▸ EXERCISE INSTRUCTIONS:
**A.** Say whether each statement agrees with the text on oral clefts: (i) no difference was found between the rates of NSCLP after fortification of grain products; (ii) the study observed an association between parity and an increased risk of NSCPO; (iii) after adjustment, the rates of NSCLP were elevated in West Texas. Answer each with yes or no and quote the text's deciding words.
**B.** Reproduce word for word the part of the text on oral clefts that opens with the words containing "After adjustment for" and closes with "in these regions.".

▸ TEXT SECTION:
In our study population, there was no difference between the rates of NSCLP after fortification of grain products (POR = 0.94, CI = 0.79–1.12). A 13% decrease in the rate of NSCPO was observed in the post-fortification period (POR = 0.87, CI = 0.68–1.15), however, this should be interpreted with care as it may be due to chance. It is possible that folic acid results in a decrease in oral clefts only after serum or RBC levels of folic acid reach a threshold value. The average daily dose of folate provided by food fortification is 0.1 mg, whereas the dose in multivitamins which is 0.4 mg per day. Thus, our observation of no little or no decrease in the prevalence of oral clefts subsequent to folic acid fortification is not inconsistent with case-control studies which show a reduction in risk among women consuming multivitamins containing 0.4 mg of folic acid daily. It is also possible that the reduction in risk of oral clefts associated with the use of multivitamins in the case-control studies is due to the consumption of vitamins other than folic acid.

After adjustment for ethnicity and other demographic factors, the rates of NSCLP were elevated in West Texas (PHRs 1, 2, 9, and 10). This may reflect different environmental exposures in West Texas, a difference in ascertainment between West Texas and PHR 3 or it may be a chance finding. Analysis of rates in additional years will resolve whether NSCLP rates continue to be elevated in these regions.

There are studies that both support and refute an association between birth order and oral clefts [Menegotto and Salzano, 1991; Shaw et al., 1991; Stoll et al., 1991; Cooper et al., 2000; Rajabian and Sherkat, 2000]. Using a meta-analysis, Vieira and Orioli [2002] also found an increase in the risk of oral clefts with increasing parity. For parity of 4 or more, they reported an odds ratio of 3.12 (CI = 2.58–3.77) for NSCLP and an odds ratio of 3.35 (CI = 2.39–4.69) for NSCPO. Although our result of a 40% risk elevation for NSCLP in women of parity 4 or higher (POR = 1.40, CI = 1.06–1.86) is of a smaller magnitude, it is consistent with the direction of their results. We did not, however, observe an association between parity and an increased risk of NSCPO. Women who have a greater number of babies are generally somewhat older and have lower levels of education compared with women who have fewer babies. Thus, it is important to note that the associations we observed between parity and NSCPO are adjusted for both maternal age and maternal education.

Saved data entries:
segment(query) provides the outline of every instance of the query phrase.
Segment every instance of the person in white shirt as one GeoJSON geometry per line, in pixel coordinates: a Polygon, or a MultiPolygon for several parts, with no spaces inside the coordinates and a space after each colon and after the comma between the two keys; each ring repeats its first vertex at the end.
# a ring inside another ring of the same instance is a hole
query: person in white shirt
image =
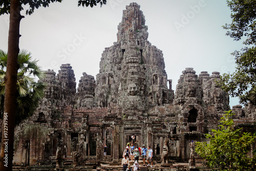
{"type": "Polygon", "coordinates": [[[151,162],[151,167],[153,166],[153,150],[151,149],[150,146],[148,146],[148,151],[147,153],[147,158],[146,160],[147,161],[147,166],[150,166],[150,163],[151,162]]]}
{"type": "Polygon", "coordinates": [[[123,171],[126,171],[127,167],[130,165],[129,158],[126,155],[124,155],[124,158],[122,160],[122,165],[123,165],[123,171]]]}
{"type": "Polygon", "coordinates": [[[139,167],[140,166],[139,165],[139,163],[138,163],[138,161],[137,160],[135,160],[135,162],[134,162],[134,164],[133,166],[133,171],[139,170],[139,167]]]}

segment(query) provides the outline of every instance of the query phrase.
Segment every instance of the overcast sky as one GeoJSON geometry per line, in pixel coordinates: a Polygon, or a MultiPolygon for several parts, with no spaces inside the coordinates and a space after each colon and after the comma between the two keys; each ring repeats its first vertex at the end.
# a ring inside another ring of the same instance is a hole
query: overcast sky
{"type": "MultiPolygon", "coordinates": [[[[163,52],[173,89],[185,68],[193,68],[197,75],[234,71],[230,53],[243,45],[225,35],[222,28],[231,22],[224,0],[107,0],[106,5],[93,8],[64,0],[22,19],[20,49],[31,52],[44,70],[53,69],[56,74],[62,63],[70,63],[77,86],[84,72],[96,78],[101,54],[117,41],[122,11],[132,2],[140,5],[148,40],[163,52]]],[[[0,49],[6,51],[9,15],[0,16],[0,49]]],[[[231,106],[238,104],[237,99],[230,99],[231,106]]]]}

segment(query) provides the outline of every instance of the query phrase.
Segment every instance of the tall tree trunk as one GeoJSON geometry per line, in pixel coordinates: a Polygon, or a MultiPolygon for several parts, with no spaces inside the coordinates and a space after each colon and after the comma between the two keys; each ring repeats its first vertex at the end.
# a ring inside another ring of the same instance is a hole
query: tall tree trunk
{"type": "Polygon", "coordinates": [[[17,59],[19,51],[19,23],[23,17],[20,15],[20,7],[19,0],[11,0],[8,56],[5,78],[6,89],[0,156],[1,171],[12,170],[15,106],[17,100],[17,72],[18,69],[17,59]]]}

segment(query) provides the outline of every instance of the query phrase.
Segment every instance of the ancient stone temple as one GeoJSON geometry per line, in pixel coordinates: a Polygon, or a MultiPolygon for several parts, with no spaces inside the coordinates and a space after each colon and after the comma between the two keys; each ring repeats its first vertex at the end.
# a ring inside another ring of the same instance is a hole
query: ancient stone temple
{"type": "MultiPolygon", "coordinates": [[[[175,93],[163,53],[147,40],[145,24],[138,4],[126,6],[117,41],[103,51],[96,80],[82,73],[77,91],[70,64],[57,75],[47,71],[40,106],[16,129],[14,164],[118,164],[131,136],[136,147],[151,146],[156,162],[163,148],[169,159],[188,162],[191,142],[206,140],[205,134],[217,129],[230,109],[229,97],[215,81],[219,72],[197,75],[191,68],[181,71],[175,93]]],[[[233,106],[238,126],[255,131],[255,109],[233,106]]]]}

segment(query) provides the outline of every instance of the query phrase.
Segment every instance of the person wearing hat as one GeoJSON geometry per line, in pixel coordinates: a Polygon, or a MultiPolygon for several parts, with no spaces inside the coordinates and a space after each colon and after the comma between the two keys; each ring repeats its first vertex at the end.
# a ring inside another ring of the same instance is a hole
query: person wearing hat
{"type": "Polygon", "coordinates": [[[147,160],[147,166],[150,166],[150,163],[151,162],[151,167],[153,166],[153,150],[151,149],[150,146],[148,146],[148,152],[147,153],[147,158],[146,160],[147,160]]]}
{"type": "Polygon", "coordinates": [[[139,165],[139,163],[138,163],[138,161],[136,160],[133,166],[133,171],[138,170],[139,170],[139,168],[140,168],[140,166],[139,165]]]}
{"type": "Polygon", "coordinates": [[[140,154],[139,153],[139,149],[138,148],[135,148],[134,151],[134,161],[137,161],[139,162],[139,157],[140,156],[140,154]]]}
{"type": "Polygon", "coordinates": [[[142,145],[142,149],[141,149],[141,154],[142,155],[142,159],[143,160],[143,166],[145,166],[145,163],[146,162],[146,152],[147,151],[147,148],[145,147],[145,144],[142,145]]]}
{"type": "Polygon", "coordinates": [[[126,171],[127,167],[130,165],[129,158],[126,155],[124,155],[124,157],[122,160],[122,165],[123,166],[123,171],[126,171]]]}
{"type": "Polygon", "coordinates": [[[123,158],[124,158],[124,156],[126,156],[126,157],[130,159],[131,158],[131,154],[129,150],[129,147],[126,146],[125,149],[123,151],[123,158]]]}

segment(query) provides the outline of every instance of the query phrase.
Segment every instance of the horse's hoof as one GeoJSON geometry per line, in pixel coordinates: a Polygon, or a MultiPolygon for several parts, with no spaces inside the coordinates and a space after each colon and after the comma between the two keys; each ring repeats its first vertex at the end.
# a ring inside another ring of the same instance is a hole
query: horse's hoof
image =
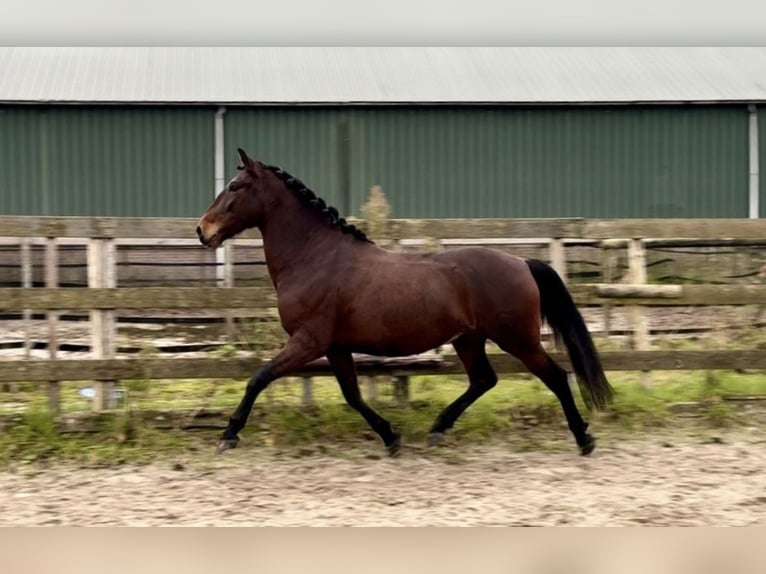
{"type": "Polygon", "coordinates": [[[399,452],[402,450],[402,437],[401,435],[396,435],[394,440],[392,440],[389,444],[386,445],[386,450],[388,451],[388,456],[391,458],[396,458],[399,456],[399,452]]]}
{"type": "Polygon", "coordinates": [[[428,433],[428,446],[436,446],[442,443],[444,440],[443,432],[428,433]]]}
{"type": "Polygon", "coordinates": [[[596,448],[596,439],[586,433],[585,442],[580,445],[580,454],[588,456],[594,448],[596,448]]]}
{"type": "Polygon", "coordinates": [[[239,439],[237,437],[222,438],[215,449],[215,454],[221,454],[222,452],[227,451],[230,448],[236,448],[238,443],[239,443],[239,439]]]}

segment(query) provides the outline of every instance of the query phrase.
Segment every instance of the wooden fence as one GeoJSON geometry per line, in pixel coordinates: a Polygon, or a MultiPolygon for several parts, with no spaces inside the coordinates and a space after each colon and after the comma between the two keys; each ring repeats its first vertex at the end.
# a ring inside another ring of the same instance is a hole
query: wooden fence
{"type": "MultiPolygon", "coordinates": [[[[364,221],[354,221],[365,227],[364,221]]],[[[259,366],[243,358],[115,358],[115,313],[124,310],[216,310],[222,316],[236,309],[271,309],[273,288],[266,282],[237,287],[232,275],[232,244],[258,245],[257,232],[249,231],[222,248],[219,287],[116,287],[115,245],[130,240],[192,240],[196,220],[155,218],[57,218],[0,217],[0,242],[18,245],[22,282],[19,287],[0,288],[0,312],[45,312],[48,317],[49,358],[4,360],[0,383],[39,382],[47,385],[49,404],[58,410],[58,382],[97,381],[94,408],[108,409],[117,380],[174,378],[246,378],[259,366]],[[87,245],[87,288],[59,287],[57,245],[60,241],[87,245]],[[45,287],[31,287],[30,244],[45,245],[45,287]],[[228,249],[228,251],[227,251],[228,249]],[[57,317],[62,311],[90,314],[91,357],[61,359],[57,356],[57,317]]],[[[390,220],[377,224],[375,240],[397,248],[407,241],[428,239],[445,246],[455,243],[512,241],[547,245],[549,260],[567,277],[566,246],[590,242],[605,251],[626,250],[628,273],[621,283],[570,284],[580,306],[630,306],[634,349],[602,353],[607,370],[766,369],[766,353],[753,350],[659,351],[649,349],[645,306],[766,305],[766,285],[649,285],[646,246],[665,242],[675,245],[763,245],[766,220],[742,219],[479,219],[390,220]]],[[[200,249],[204,249],[201,246],[200,249]]],[[[557,360],[568,365],[561,353],[557,360]]],[[[462,373],[454,356],[438,355],[380,360],[362,357],[363,375],[397,377],[398,389],[406,391],[413,374],[462,373]]],[[[493,357],[501,374],[523,371],[507,355],[493,357]]],[[[324,361],[307,366],[302,375],[329,374],[324,361]]],[[[404,392],[402,391],[402,392],[404,392]]],[[[305,395],[310,397],[310,386],[305,395]]]]}

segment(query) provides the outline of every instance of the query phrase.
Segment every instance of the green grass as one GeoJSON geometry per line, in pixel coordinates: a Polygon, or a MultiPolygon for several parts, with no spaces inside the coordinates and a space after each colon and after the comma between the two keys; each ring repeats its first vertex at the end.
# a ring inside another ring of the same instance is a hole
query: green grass
{"type": "MultiPolygon", "coordinates": [[[[653,372],[648,388],[638,373],[612,373],[615,400],[605,413],[585,414],[594,433],[653,433],[672,431],[681,418],[676,406],[696,403],[694,424],[706,429],[733,427],[744,421],[727,395],[766,394],[766,374],[734,372],[653,372]]],[[[119,409],[100,417],[91,432],[57,432],[45,409],[39,387],[21,385],[9,397],[25,405],[20,420],[0,432],[0,465],[40,461],[74,461],[80,464],[149,462],[162,457],[194,455],[212,449],[218,430],[158,430],[144,423],[138,413],[146,410],[220,408],[228,415],[241,398],[243,381],[127,381],[125,401],[119,409]]],[[[89,401],[78,394],[82,384],[62,385],[67,413],[84,412],[89,401]]],[[[464,377],[413,377],[411,401],[398,405],[392,385],[378,385],[373,406],[399,430],[406,444],[424,444],[438,413],[465,390],[464,377]]],[[[575,397],[584,411],[579,390],[575,397]]],[[[268,445],[279,449],[322,445],[344,448],[381,448],[359,414],[349,408],[330,378],[314,383],[316,406],[301,406],[301,385],[279,381],[258,400],[250,424],[240,434],[243,448],[268,445]],[[374,445],[374,446],[372,446],[374,445]]],[[[766,405],[764,405],[766,406],[766,405]]],[[[573,443],[558,401],[538,380],[517,376],[502,380],[474,403],[449,433],[448,443],[462,445],[510,442],[521,450],[572,449],[573,443]]],[[[380,450],[382,453],[382,448],[380,450]]]]}

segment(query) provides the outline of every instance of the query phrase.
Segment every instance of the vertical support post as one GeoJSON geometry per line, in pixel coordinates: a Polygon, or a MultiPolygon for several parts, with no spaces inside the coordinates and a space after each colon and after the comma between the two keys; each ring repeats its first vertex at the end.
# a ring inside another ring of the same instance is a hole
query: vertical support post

▸ TASK-BY-TASK RESULTS:
**A.**
(i) Yes: "there was no difference between the rates of NSCLP after fortification of grain products"
(ii) No: "We did not, however, observe an association between parity and an increased risk of NSCPO."
(iii) Yes: "the rates of NSCLP were elevated in West Texas (PHRs 1, 2, 9, and 10)"

**B.**
After adjustment for ethnicity and other demographic factors, the rates of NSCLP were elevated in West Texas (PHRs 1, 2, 9, and 10). This may reflect different environmental exposures in West Texas, a difference in ascertainment between West Texas and PHR 3 or it may be a chance finding. Analysis of rates in additional years will resolve whether NSCLP rates continue to be elevated in these regions.